But a small band of critics said emissions from the new facilities might have a "disparate impact" on minorities. Waving this new red flag of "environmental justice," they were able to delay so many permits that the companies took their plans elsewhere.

Sen. Carl Levin wondered, "How in heaven’s name would the environment be improved" by stopping the creation of jobs in depressed communities? Harry Alford, president of the Black Chamber of Commerce, accused opponents of trying to "further their own agenda of a pristine earth at the expense of our jobs."

God commanded us to do justice and love mercy. Do unto others as we would have them do unto us. Care for the less fortunate among us. And resist the temptation to make idols of nature or exalt it above our duties toward God and our human neighbors.

The last century witnessed many tyrannies imposed in the name of justice, religion and the betterment of man and society. Is this new century to witness new tyrannies imposed in the name of "environmental justice" and saving the earth from mankind’s "industrial follies?"

Are we now going to say, for example, that the theoretical threat of global warming is so great that the needs and rights of human beings are simply inconsequential by comparison? Or will today’s heated rhetoric on this issue yield to our Judeo-Christian teachings—and our American traditions of open, robust, courteous debate, sound science, rigorous economics and a press dedicated to seeking truth and fairly presenting all viewpoints?

Debate over climate change still rages within the scientific community. Is our atmosphere warming? Are humans to blame? Will climate change be good or bad? Will deep cuts in US emissions reverse the feared warming trend? Despite what the daily barrage of apocalyptic news stories might suggest, scientists still do not know the answers to these questions.

But recent studies and the 1973 OPEC oil embargo provide clear evidence of how important secure supplies of reasonably priced energy are to our high-tech economy, cherished freedoms, reliable transportation and the well-being of our people.

Perhaps most important, there is an almost unanimous consensus that the Kyoto Protocol—the international treaty that will supposedly "fix" the theoretical climate "problem"—will exact a frightening cost on our nation and especially on our elderly, poor and minorities.

The US Energy Information Administration says the Kyoto treaty would drain more than $348 billion every year from our economy. It would force America to slash its energy use by 30 percent or more during the next 10 years, and the price of gasoline and electricity would soar.

*TASK A*. Will you write out everything from "Debate over climate" down to "of our people." in the climate text, switching "reasonably priced" to "affordable"?
*TASK B*. How would you sum up the climate text in two sentences?

Region labeling entries:
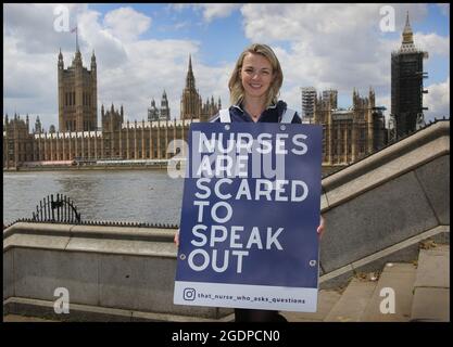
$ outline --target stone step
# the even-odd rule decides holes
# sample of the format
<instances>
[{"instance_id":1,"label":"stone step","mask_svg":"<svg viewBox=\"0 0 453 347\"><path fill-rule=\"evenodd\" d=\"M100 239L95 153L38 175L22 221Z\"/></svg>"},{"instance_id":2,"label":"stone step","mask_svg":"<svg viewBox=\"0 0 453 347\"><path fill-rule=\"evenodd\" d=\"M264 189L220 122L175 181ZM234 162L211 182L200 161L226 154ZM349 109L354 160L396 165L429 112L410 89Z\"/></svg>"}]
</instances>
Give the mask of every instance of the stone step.
<instances>
[{"instance_id":1,"label":"stone step","mask_svg":"<svg viewBox=\"0 0 453 347\"><path fill-rule=\"evenodd\" d=\"M288 322L322 322L334 305L340 299L341 294L334 290L323 290L318 293L316 312L286 312L280 311Z\"/></svg>"},{"instance_id":2,"label":"stone step","mask_svg":"<svg viewBox=\"0 0 453 347\"><path fill-rule=\"evenodd\" d=\"M411 321L450 321L450 246L420 249Z\"/></svg>"},{"instance_id":3,"label":"stone step","mask_svg":"<svg viewBox=\"0 0 453 347\"><path fill-rule=\"evenodd\" d=\"M352 279L340 299L324 319L325 322L358 322L376 288L376 282Z\"/></svg>"},{"instance_id":4,"label":"stone step","mask_svg":"<svg viewBox=\"0 0 453 347\"><path fill-rule=\"evenodd\" d=\"M415 271L413 264L387 264L360 320L362 322L410 321Z\"/></svg>"}]
</instances>

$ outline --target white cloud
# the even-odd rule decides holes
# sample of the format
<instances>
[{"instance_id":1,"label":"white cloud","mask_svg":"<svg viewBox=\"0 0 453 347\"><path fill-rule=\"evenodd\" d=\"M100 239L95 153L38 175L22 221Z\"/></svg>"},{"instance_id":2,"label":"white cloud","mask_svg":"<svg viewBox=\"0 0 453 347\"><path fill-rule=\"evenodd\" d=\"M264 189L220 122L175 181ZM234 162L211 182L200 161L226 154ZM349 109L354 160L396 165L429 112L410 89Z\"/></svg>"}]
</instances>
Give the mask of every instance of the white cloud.
<instances>
[{"instance_id":1,"label":"white cloud","mask_svg":"<svg viewBox=\"0 0 453 347\"><path fill-rule=\"evenodd\" d=\"M14 10L12 13L12 10ZM46 129L51 124L58 126L58 82L56 62L60 43L65 67L71 65L75 52L75 37L70 33L54 35L52 28L43 29L43 23L34 24L38 37L33 37L32 29L24 25L33 17L33 11L49 12L43 22L51 18L52 9L37 5L29 9L17 5L10 9L11 14L4 25L3 57L3 103L4 112L24 115L40 115ZM109 106L124 105L126 118L129 120L147 119L147 108L152 98L159 104L163 90L168 95L172 118L179 118L180 97L185 87L189 53L197 87L203 98L216 93L223 80L222 68L210 68L198 62L200 42L193 40L139 40L147 25L144 16L135 11L124 10L106 13L105 21L99 12L84 8L77 12L73 23L78 24L78 39L84 66L90 69L92 50L96 52L98 65L98 121L103 103ZM32 12L30 12L32 11ZM113 14L112 14L113 13ZM121 21L121 25L116 25ZM135 27L137 22L141 25ZM24 28L21 28L21 23ZM147 24L148 23L148 24ZM73 25L71 25L73 27ZM118 34L122 29L126 35ZM13 35L14 34L14 35ZM63 37L64 36L64 37ZM47 39L40 39L47 38ZM29 52L26 41L35 39L35 46L41 46L37 52ZM33 54L29 54L33 53ZM223 86L226 86L225 82ZM224 95L223 100L224 99ZM34 117L32 123L34 124Z\"/></svg>"},{"instance_id":2,"label":"white cloud","mask_svg":"<svg viewBox=\"0 0 453 347\"><path fill-rule=\"evenodd\" d=\"M151 26L151 18L131 8L121 8L109 12L104 27L122 40L135 40Z\"/></svg>"},{"instance_id":3,"label":"white cloud","mask_svg":"<svg viewBox=\"0 0 453 347\"><path fill-rule=\"evenodd\" d=\"M450 16L450 3L437 3L443 15Z\"/></svg>"},{"instance_id":4,"label":"white cloud","mask_svg":"<svg viewBox=\"0 0 453 347\"><path fill-rule=\"evenodd\" d=\"M211 22L214 18L227 17L232 11L239 9L241 4L238 3L202 3L203 18Z\"/></svg>"},{"instance_id":5,"label":"white cloud","mask_svg":"<svg viewBox=\"0 0 453 347\"><path fill-rule=\"evenodd\" d=\"M7 4L3 8L4 112L39 114L46 128L50 124L58 126L59 48L66 67L75 51L74 34L53 29L53 7ZM173 4L171 9L184 7L187 5ZM202 11L207 23L229 15L239 4L193 7ZM407 9L413 28L427 15L426 4L394 8L398 33L404 25ZM115 106L124 105L128 119L146 119L151 99L159 104L165 89L172 118L179 118L189 53L203 102L214 95L215 101L222 98L224 107L228 105L227 85L235 62L219 67L203 65L202 42L191 39L140 39L152 22L130 8L111 11L104 17L87 5L70 5L70 9L71 27L78 24L80 51L88 68L91 52L96 51L99 112L101 103L110 106L113 102ZM401 34L379 31L379 4L244 4L241 13L247 38L275 49L285 74L281 98L290 107L300 110L303 86L315 86L318 91L336 88L339 98L345 100L351 100L354 87L366 95L372 86L377 104L385 105L390 113L390 54L400 48ZM415 43L427 50L430 57L438 55L442 62L450 57L449 37L416 31ZM430 70L428 74L435 75ZM428 114L449 112L445 90L450 89L450 79L448 83L426 88Z\"/></svg>"},{"instance_id":6,"label":"white cloud","mask_svg":"<svg viewBox=\"0 0 453 347\"><path fill-rule=\"evenodd\" d=\"M339 97L348 99L353 88L366 95L372 86L378 103L388 102L390 57L401 46L401 34L394 38L380 31L382 5L246 4L241 12L246 36L275 49L285 74L281 95L288 95L288 101L297 102L293 107L298 107L297 87L305 86L314 86L318 91L338 89ZM402 31L406 11L413 28L428 14L427 4L391 5L395 10L397 33ZM414 39L430 55L450 54L450 38L416 33ZM390 104L385 106L389 113Z\"/></svg>"},{"instance_id":7,"label":"white cloud","mask_svg":"<svg viewBox=\"0 0 453 347\"><path fill-rule=\"evenodd\" d=\"M435 33L431 34L414 34L415 46L427 51L429 55L450 55L450 37L439 36Z\"/></svg>"},{"instance_id":8,"label":"white cloud","mask_svg":"<svg viewBox=\"0 0 453 347\"><path fill-rule=\"evenodd\" d=\"M450 118L450 77L444 82L426 87L428 93L424 95L424 106L428 107L425 120L435 118Z\"/></svg>"},{"instance_id":9,"label":"white cloud","mask_svg":"<svg viewBox=\"0 0 453 347\"><path fill-rule=\"evenodd\" d=\"M240 3L173 3L172 9L180 12L183 9L192 8L201 11L205 23L215 18L224 18L231 14L232 11L240 9Z\"/></svg>"}]
</instances>

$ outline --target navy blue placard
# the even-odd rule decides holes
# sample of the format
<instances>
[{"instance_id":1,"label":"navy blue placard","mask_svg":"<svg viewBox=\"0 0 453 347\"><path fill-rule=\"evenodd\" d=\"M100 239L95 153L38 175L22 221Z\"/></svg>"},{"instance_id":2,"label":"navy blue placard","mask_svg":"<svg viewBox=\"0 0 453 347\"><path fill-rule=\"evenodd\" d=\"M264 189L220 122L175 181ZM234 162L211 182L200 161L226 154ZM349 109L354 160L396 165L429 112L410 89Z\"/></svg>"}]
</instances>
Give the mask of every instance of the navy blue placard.
<instances>
[{"instance_id":1,"label":"navy blue placard","mask_svg":"<svg viewBox=\"0 0 453 347\"><path fill-rule=\"evenodd\" d=\"M317 290L320 164L320 126L191 124L175 303L204 305L188 283Z\"/></svg>"}]
</instances>

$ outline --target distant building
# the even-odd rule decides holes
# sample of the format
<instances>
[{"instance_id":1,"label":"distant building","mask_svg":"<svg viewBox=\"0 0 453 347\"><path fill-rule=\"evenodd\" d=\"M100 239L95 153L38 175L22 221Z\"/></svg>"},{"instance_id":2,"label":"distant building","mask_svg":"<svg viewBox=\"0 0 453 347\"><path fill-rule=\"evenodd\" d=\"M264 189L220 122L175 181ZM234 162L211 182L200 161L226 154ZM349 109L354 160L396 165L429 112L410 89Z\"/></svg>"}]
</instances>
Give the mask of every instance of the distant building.
<instances>
[{"instance_id":1,"label":"distant building","mask_svg":"<svg viewBox=\"0 0 453 347\"><path fill-rule=\"evenodd\" d=\"M302 93L302 119L312 123L315 112L316 89L314 87L301 88Z\"/></svg>"},{"instance_id":2,"label":"distant building","mask_svg":"<svg viewBox=\"0 0 453 347\"><path fill-rule=\"evenodd\" d=\"M63 54L59 54L59 129L60 131L92 131L98 128L98 90L95 51L91 70L83 66L76 48L73 64L65 69Z\"/></svg>"},{"instance_id":3,"label":"distant building","mask_svg":"<svg viewBox=\"0 0 453 347\"><path fill-rule=\"evenodd\" d=\"M330 99L330 106L336 110L338 107L338 90L328 89L323 90L323 99Z\"/></svg>"},{"instance_id":4,"label":"distant building","mask_svg":"<svg viewBox=\"0 0 453 347\"><path fill-rule=\"evenodd\" d=\"M424 123L423 60L427 52L419 51L414 46L413 33L408 22L403 30L403 41L399 51L391 54L391 119L394 123L394 137L404 137L416 130L417 124Z\"/></svg>"},{"instance_id":5,"label":"distant building","mask_svg":"<svg viewBox=\"0 0 453 347\"><path fill-rule=\"evenodd\" d=\"M180 119L200 119L200 121L207 121L212 116L218 113L221 107L221 98L218 98L217 103L214 103L214 97L211 97L211 102L207 99L205 104L202 104L200 93L196 87L192 57L189 55L186 87L183 90L180 102Z\"/></svg>"},{"instance_id":6,"label":"distant building","mask_svg":"<svg viewBox=\"0 0 453 347\"><path fill-rule=\"evenodd\" d=\"M39 117L35 130L29 131L29 119L14 119L8 115L3 121L3 168L18 167L36 162L92 159L168 159L173 140L187 140L192 121L204 121L221 107L221 99L201 104L194 89L194 77L189 59L189 72L183 92L183 119L171 120L171 110L164 90L161 107L154 100L148 110L148 121L125 121L123 105L101 106L101 129L97 125L96 57L91 57L91 72L81 65L81 55L76 50L73 65L64 69L63 55L59 54L59 131L52 126L46 132ZM176 149L174 149L176 150ZM184 150L183 150L184 151ZM183 153L184 154L184 153Z\"/></svg>"},{"instance_id":7,"label":"distant building","mask_svg":"<svg viewBox=\"0 0 453 347\"><path fill-rule=\"evenodd\" d=\"M323 166L349 165L387 144L383 107L376 107L375 92L361 98L354 90L352 107L332 107L332 94L315 101L314 123L323 126Z\"/></svg>"},{"instance_id":8,"label":"distant building","mask_svg":"<svg viewBox=\"0 0 453 347\"><path fill-rule=\"evenodd\" d=\"M161 99L161 108L155 105L154 99L151 100L151 106L148 108L148 121L169 120L171 113L168 106L168 99L164 90Z\"/></svg>"}]
</instances>

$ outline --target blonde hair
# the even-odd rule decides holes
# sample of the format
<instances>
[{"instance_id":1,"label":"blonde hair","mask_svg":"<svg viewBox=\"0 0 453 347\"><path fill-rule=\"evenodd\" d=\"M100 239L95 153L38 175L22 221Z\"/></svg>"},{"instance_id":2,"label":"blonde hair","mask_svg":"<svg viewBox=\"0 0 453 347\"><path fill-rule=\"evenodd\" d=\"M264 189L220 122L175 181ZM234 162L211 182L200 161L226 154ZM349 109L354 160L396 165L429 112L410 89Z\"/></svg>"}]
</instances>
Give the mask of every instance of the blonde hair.
<instances>
[{"instance_id":1,"label":"blonde hair","mask_svg":"<svg viewBox=\"0 0 453 347\"><path fill-rule=\"evenodd\" d=\"M240 72L242 68L243 59L249 53L261 54L269 61L274 79L267 91L265 107L268 107L272 104L276 104L278 101L281 83L284 82L284 73L281 70L280 62L278 61L272 48L262 43L251 44L241 53L241 55L239 55L228 82L229 99L231 104L237 105L243 100L244 90L240 78Z\"/></svg>"}]
</instances>

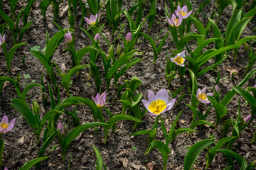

*TASK OUTPUT A*.
Debate over climate change still rages within the scientific community. Is our atmosphere warming? Are humans to blame? Will climate change be good or bad? Will deep cuts in US emissions reverse the feared warming trend? Despite what the daily barrage of apocalyptic news stories might suggest, scientists still do not know the answers to these questions.

But recent studies and the 1973 OPEC oil embargo provide clear evidence of how important secure supplies of affordable energy are to our high-tech economy, cherished freedoms, reliable transportation and the well-being of our people.

*TASK OUTPUT B*. The climate text says critics raising "environmental justice" delayed so many permits that companies took their plans elsewhere, and it holds that scientists still do not know whether the atmosphere is warming or whether humans are to blame. It cites the US Energy Information Administration's estimate that the Kyoto treaty would drain more than $348 billion a year from the economy, and it says the treaty would exact a frightening cost, especially on the elderly, poor and minorities.